*Task material*
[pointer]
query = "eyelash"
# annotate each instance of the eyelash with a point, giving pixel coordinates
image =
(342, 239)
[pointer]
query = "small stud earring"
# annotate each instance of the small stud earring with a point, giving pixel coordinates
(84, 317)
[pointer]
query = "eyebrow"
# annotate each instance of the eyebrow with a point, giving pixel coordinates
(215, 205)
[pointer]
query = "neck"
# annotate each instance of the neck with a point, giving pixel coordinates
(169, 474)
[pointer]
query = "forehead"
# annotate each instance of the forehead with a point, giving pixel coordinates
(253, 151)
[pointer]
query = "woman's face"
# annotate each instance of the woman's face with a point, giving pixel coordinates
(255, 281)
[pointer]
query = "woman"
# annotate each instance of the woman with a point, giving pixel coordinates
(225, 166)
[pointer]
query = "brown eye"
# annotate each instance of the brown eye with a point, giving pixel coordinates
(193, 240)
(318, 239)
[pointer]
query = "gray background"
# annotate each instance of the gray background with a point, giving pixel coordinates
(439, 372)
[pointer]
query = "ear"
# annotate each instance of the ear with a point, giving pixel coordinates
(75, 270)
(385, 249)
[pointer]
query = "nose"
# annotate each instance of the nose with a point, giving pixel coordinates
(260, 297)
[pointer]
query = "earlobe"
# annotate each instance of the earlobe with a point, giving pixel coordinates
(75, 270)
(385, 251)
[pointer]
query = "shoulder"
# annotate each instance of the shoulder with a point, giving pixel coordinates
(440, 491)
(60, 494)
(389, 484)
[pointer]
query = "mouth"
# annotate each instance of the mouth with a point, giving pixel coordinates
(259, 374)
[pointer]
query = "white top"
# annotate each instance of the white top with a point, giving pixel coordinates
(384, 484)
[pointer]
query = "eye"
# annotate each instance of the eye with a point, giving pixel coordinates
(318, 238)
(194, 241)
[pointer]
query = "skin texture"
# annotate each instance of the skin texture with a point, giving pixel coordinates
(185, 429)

*What is asked*
Count how many lines in the entries above contain the string "eyelash", treating uppercase and lowercase as different, and reply with only that number.

*Answer for the task*
2